■ **AIM OF THE TASK**:
Answer these questions about the forum post on fetching a specific number of URLs:
(a) Which file does the writer suspect is not properly set up?
(b) Which URL schemes does the first rule in that file skip?
(c) Which plugin does a comment recommend for more extensive coverage of suffixes?

Re: Fetching a specific number of urls

Renato Marroquín Mogrovejo Thu, 16 May 2013 10:38:00 -0700

Hi Tejas,

Thank you very much for your help again.
But I'm sorry to inform that I am still not able to get the next link
into my crawldb. I am thinking that my conf/regex-urlfilter.txt file
is not properly set up. I am sending the content of this file, could
you help me determining what is wrong with it?
Thanks a ton in advanced!



Renato M.


# skip file: ftp: and mailto: urls
-^(file|ftp|mailto):

# skip image and other suffixes we can't yet parse
# for a more extensive coverage use the urlfilter-suffix plugin
-\.(gif|GIF|jpg|JPG|png|PNG|ico|ICO|css|CSS|sit|SIT|eps|EPS|wmf|WMF|zip|ZIP|ppt|PPT|mpg|MPG|xls|XLS|gz|GZ|rpm|RPM|tgz|TGZ|mov|MOV|exe|EXE|jpeg|JPEG|bmp|BMP|js|JS)$

#+http://www.xyz.com/\?page=*
+http://www.telelistas.net/rj/rio+de+janeiro/lanchonetes+restaurantes/?pagina=*

# skip URLs containing certain characters as probable queries, etc.

Collected data:
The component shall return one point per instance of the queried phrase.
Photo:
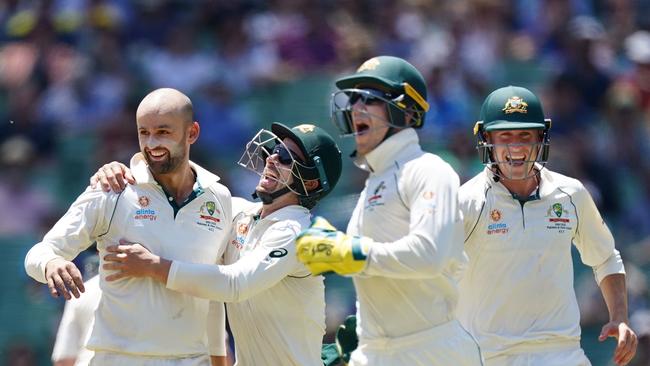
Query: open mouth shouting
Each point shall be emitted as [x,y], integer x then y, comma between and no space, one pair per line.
[270,178]
[516,161]
[157,155]
[361,128]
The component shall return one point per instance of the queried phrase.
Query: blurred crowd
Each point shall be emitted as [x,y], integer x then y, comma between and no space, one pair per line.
[73,71]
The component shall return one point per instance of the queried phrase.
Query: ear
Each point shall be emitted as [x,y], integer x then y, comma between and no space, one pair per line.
[194,131]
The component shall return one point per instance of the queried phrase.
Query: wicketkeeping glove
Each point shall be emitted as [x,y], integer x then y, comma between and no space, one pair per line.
[324,249]
[346,338]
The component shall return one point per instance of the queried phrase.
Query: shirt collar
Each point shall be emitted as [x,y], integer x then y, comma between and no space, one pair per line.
[142,174]
[381,157]
[284,213]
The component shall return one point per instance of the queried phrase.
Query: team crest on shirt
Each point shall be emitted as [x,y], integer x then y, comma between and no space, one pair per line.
[209,216]
[558,218]
[497,227]
[376,199]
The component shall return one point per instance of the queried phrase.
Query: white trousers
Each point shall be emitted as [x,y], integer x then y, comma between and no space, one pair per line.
[542,356]
[113,359]
[444,345]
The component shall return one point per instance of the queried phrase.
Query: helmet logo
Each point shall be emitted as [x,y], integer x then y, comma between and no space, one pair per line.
[515,104]
[306,128]
[369,65]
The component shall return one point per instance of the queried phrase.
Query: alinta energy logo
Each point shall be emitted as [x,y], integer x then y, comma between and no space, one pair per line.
[555,213]
[497,227]
[145,213]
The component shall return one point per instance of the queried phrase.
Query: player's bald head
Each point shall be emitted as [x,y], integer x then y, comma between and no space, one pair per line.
[165,101]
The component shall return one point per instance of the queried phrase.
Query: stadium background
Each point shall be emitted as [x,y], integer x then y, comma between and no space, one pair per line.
[72,73]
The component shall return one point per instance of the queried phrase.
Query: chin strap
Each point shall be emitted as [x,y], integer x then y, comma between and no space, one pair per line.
[268,198]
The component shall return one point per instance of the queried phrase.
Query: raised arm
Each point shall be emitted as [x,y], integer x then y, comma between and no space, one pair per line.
[112,177]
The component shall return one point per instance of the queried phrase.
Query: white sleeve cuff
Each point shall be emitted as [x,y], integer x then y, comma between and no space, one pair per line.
[613,265]
[36,260]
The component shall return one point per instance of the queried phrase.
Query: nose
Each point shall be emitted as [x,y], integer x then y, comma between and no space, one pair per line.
[273,158]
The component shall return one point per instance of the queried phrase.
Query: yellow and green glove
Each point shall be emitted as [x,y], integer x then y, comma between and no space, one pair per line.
[322,248]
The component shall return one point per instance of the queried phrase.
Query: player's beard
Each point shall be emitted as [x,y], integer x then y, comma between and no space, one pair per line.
[171,162]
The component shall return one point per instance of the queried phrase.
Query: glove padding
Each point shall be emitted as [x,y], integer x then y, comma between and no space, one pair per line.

■ **EXERCISE RESULT**:
(a) conf/regex-urlfilter.txt
(b) file, ftp, and mailto
(c) The urlfilter-suffix plugin